Stored data entries:

-------

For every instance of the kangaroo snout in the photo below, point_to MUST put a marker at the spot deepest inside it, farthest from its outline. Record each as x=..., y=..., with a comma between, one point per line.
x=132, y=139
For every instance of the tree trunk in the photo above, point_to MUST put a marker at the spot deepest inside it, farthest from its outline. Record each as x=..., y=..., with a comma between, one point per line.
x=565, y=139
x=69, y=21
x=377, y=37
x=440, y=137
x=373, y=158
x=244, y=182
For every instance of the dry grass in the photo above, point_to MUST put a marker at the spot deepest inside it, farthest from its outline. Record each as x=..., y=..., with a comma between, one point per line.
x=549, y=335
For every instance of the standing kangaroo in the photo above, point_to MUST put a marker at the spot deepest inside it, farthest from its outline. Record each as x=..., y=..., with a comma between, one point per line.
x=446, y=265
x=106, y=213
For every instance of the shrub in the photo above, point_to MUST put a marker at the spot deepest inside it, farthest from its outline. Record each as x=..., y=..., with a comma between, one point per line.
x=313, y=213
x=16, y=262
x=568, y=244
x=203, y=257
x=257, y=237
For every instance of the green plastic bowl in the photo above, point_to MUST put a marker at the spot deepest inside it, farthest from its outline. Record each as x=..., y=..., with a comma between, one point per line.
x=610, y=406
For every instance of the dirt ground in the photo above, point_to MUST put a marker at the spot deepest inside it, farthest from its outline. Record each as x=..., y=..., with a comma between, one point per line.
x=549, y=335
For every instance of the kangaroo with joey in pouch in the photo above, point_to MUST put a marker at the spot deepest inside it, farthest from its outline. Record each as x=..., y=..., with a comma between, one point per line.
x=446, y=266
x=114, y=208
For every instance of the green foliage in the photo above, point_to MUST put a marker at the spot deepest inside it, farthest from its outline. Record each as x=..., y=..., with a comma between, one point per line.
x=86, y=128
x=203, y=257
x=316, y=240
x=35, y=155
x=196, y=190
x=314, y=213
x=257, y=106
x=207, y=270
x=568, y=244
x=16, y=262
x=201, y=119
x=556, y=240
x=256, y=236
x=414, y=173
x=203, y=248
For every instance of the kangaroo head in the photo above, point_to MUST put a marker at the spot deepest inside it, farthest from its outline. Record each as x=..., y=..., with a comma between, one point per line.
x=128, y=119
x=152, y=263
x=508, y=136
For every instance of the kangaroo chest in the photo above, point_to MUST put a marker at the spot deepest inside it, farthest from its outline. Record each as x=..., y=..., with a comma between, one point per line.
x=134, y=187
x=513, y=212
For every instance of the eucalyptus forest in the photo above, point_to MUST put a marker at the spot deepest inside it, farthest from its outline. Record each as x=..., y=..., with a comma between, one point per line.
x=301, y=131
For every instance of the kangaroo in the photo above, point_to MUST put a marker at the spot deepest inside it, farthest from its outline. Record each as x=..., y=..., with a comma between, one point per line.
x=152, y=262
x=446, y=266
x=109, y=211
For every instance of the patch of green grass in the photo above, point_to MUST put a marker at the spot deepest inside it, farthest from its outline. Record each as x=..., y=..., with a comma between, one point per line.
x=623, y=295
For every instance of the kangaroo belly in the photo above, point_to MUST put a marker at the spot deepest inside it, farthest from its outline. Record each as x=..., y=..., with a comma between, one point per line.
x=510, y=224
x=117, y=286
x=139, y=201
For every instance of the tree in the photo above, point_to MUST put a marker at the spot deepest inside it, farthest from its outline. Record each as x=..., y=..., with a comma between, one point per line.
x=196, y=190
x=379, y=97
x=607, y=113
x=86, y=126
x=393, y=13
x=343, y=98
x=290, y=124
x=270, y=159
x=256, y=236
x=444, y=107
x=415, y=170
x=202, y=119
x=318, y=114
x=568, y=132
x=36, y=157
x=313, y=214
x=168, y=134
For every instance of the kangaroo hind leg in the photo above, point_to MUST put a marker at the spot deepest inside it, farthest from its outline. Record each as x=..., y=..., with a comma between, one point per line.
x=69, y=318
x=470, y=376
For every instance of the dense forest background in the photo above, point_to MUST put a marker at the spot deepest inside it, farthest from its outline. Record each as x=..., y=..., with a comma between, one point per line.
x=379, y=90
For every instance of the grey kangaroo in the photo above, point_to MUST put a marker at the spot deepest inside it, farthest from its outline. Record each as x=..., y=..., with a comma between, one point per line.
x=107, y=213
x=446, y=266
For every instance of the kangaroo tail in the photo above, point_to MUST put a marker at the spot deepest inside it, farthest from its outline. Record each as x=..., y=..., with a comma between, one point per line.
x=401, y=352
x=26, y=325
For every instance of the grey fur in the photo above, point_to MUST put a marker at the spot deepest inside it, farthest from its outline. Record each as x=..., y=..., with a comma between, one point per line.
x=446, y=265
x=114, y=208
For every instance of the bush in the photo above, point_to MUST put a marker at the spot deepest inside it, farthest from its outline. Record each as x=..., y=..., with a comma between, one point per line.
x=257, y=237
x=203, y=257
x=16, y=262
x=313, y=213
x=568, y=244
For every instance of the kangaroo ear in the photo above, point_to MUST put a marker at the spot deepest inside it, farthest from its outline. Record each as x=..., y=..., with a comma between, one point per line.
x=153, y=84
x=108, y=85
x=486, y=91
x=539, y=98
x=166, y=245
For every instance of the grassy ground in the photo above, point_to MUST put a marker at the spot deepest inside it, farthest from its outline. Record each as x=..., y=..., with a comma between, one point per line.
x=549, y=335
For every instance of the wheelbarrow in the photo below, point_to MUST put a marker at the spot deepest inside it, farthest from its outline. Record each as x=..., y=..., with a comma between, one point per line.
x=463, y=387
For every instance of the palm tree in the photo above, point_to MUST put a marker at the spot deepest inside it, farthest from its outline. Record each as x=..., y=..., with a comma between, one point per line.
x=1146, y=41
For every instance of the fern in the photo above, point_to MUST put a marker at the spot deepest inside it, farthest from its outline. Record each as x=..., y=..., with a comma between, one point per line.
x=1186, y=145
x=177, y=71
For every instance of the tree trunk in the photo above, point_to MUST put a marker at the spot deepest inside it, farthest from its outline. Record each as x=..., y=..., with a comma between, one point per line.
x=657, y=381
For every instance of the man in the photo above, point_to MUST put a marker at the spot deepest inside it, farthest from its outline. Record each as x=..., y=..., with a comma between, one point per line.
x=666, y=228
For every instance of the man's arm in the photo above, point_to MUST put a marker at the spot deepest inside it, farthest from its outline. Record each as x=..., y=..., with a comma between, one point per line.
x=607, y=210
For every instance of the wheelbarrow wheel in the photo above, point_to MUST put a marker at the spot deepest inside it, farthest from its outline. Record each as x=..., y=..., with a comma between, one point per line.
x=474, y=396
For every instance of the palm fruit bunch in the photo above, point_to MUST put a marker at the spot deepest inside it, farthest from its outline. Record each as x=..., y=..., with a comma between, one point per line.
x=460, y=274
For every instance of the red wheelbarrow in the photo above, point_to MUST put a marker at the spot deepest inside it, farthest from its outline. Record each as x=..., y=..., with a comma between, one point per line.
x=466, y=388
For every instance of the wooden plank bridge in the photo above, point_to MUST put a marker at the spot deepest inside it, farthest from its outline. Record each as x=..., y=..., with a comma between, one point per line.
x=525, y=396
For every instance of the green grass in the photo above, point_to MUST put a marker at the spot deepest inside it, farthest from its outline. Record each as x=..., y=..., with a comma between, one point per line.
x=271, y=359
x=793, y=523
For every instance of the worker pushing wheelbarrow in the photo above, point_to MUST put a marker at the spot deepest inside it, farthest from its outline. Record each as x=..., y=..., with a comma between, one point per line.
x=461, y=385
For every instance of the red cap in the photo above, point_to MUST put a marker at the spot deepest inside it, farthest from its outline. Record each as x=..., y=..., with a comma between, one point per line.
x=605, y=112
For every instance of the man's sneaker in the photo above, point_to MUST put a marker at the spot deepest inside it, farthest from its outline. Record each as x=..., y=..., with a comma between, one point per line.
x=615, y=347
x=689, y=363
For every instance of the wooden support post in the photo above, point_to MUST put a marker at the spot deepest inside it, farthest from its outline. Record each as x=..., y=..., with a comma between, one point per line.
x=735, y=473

-------

Look for the line that contains "For every instance of the worker" in the entries above. Set it down, along with all later lines, exactly as written.

Response below:
For every instance of the worker pushing wheelbarrow in the photo above, point_to MUST put a marker at the spot deepest inside it, farthest from its outline. Record each as x=..., y=..., with a comma between, one point per line.
x=461, y=385
For every instance of the red cap in the photo above, point_to MUST put a marker at the spot deepest inside it, farthest from its outline. Record each as x=..., y=..., with a comma between, one point per line.
x=605, y=112
For every instance of the man's sneaker in the photo above, point_to MUST put a marker at the spot deepest inside it, farthest from its outline. Record each as x=..., y=..., with a comma between, one point per line.
x=615, y=347
x=689, y=363
For every instance of the wooden support post in the photo above, point_to MUST put a marker at the spot deepest inside it, farthest from its outline. Record each as x=..., y=..., with a comma between, one point per line.
x=735, y=473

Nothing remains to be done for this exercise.